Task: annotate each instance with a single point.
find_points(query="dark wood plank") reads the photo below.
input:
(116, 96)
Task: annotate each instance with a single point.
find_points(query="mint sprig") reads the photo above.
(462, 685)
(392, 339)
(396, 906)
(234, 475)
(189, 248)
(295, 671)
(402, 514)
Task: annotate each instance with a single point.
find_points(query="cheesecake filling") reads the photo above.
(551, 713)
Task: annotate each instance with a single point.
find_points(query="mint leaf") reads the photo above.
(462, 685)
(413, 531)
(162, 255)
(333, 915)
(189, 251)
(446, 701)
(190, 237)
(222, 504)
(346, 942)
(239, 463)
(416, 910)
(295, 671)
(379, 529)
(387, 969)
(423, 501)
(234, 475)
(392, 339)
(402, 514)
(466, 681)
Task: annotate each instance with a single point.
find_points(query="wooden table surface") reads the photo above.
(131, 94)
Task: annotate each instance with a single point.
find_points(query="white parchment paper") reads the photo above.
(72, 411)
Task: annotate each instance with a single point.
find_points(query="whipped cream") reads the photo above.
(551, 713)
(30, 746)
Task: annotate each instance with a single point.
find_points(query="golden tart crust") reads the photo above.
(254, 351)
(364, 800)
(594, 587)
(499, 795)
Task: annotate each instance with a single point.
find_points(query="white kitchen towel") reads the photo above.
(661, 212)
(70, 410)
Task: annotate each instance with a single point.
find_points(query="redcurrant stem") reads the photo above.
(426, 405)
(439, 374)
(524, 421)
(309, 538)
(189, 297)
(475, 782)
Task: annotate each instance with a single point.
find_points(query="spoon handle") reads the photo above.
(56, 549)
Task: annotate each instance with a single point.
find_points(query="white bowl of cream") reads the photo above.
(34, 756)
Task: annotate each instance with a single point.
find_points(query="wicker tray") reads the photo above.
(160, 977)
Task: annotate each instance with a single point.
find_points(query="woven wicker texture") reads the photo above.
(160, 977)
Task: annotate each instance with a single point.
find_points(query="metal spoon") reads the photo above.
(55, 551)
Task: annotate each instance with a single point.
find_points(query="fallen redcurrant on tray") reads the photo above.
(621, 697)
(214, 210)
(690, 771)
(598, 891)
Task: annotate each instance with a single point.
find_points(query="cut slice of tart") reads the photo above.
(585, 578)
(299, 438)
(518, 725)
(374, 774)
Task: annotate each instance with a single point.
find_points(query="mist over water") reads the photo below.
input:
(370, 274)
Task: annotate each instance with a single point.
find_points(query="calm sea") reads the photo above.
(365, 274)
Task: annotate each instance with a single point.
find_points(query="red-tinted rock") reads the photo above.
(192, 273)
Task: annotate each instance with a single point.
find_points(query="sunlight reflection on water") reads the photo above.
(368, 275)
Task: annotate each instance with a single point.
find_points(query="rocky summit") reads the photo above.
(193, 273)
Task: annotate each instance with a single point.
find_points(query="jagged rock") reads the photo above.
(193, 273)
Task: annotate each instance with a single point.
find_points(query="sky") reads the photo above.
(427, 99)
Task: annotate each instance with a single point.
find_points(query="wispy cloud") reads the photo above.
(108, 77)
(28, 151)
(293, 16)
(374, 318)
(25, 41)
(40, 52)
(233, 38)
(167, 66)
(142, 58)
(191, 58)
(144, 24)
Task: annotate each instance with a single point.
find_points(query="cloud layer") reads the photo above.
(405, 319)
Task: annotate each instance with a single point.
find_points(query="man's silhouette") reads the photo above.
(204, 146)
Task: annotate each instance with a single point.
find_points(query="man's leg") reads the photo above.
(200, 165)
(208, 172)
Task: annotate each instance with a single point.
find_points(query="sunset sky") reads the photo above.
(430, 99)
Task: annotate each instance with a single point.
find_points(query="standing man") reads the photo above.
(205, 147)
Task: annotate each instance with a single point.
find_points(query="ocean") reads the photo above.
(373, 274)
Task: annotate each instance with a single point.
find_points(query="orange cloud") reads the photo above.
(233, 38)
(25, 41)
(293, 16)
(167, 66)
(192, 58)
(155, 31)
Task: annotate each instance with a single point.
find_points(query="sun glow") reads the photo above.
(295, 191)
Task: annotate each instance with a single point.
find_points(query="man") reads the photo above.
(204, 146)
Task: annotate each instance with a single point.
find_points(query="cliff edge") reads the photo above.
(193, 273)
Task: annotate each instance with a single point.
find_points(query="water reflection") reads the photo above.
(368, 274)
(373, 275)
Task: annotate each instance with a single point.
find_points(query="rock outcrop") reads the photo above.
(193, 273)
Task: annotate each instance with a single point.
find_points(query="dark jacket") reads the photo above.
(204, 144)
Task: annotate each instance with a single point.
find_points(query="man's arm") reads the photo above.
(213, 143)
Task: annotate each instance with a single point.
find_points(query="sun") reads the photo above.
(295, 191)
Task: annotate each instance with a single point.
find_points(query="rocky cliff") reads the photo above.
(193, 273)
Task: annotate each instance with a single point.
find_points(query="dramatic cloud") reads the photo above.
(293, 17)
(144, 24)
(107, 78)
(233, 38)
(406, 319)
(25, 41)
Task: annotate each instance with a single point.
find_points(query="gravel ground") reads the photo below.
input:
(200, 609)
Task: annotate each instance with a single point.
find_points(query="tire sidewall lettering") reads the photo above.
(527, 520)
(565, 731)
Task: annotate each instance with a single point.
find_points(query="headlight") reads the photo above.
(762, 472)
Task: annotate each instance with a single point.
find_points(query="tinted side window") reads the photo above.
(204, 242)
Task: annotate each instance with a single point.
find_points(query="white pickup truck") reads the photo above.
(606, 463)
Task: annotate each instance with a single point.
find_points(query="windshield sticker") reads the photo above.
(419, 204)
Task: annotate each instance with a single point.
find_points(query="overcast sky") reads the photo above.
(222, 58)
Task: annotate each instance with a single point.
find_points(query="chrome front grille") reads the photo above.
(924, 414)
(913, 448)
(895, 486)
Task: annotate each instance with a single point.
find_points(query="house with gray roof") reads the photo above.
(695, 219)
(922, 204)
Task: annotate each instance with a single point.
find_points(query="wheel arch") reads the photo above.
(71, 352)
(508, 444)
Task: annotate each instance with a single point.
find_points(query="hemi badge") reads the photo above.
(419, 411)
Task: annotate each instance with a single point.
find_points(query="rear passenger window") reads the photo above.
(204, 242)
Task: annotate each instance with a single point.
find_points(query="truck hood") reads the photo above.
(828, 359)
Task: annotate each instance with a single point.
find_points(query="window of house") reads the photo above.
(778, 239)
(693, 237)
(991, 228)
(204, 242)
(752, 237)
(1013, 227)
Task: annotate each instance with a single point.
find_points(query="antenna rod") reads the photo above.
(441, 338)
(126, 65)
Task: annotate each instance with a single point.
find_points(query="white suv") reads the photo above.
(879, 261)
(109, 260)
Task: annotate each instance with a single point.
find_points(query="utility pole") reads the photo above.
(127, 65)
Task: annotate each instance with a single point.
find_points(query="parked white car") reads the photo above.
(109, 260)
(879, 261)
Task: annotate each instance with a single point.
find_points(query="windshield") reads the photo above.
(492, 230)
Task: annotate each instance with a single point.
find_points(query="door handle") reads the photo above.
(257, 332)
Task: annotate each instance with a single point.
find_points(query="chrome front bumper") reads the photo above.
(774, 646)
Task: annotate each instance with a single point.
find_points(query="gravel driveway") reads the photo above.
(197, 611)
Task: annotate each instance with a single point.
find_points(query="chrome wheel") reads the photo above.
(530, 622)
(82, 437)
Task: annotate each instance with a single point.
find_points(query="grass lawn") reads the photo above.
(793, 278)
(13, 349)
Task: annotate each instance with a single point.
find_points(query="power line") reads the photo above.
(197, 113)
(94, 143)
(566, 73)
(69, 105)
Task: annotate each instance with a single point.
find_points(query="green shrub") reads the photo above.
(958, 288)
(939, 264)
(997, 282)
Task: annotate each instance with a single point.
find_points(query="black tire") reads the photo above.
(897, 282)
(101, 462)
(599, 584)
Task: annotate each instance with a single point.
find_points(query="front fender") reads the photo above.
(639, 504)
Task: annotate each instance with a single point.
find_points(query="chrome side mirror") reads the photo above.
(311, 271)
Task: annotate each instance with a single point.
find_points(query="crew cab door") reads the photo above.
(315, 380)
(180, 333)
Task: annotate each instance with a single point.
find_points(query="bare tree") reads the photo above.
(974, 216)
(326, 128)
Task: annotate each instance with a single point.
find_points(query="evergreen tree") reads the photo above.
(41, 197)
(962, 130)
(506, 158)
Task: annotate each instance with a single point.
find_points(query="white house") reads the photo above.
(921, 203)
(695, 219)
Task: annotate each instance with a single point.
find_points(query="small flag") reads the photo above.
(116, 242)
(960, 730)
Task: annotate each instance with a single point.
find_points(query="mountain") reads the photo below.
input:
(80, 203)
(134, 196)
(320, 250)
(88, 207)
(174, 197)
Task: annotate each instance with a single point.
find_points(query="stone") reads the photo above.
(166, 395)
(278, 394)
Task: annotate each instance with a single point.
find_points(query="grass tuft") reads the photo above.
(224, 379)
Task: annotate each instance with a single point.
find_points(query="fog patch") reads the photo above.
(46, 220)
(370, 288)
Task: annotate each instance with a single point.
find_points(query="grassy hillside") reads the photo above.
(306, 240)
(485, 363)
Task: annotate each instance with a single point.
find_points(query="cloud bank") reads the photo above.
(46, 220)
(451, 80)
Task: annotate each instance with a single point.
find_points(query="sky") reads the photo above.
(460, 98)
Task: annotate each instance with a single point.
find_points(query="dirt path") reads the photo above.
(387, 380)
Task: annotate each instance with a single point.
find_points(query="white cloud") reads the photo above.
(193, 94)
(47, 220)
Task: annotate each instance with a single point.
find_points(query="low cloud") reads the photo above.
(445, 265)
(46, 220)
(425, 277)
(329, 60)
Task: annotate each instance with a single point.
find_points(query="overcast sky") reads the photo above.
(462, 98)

++++++++++

Short exercise: How many of the lines above contain the word "rocky"? Treat case as significant, and reply with the number alone.

The result: 2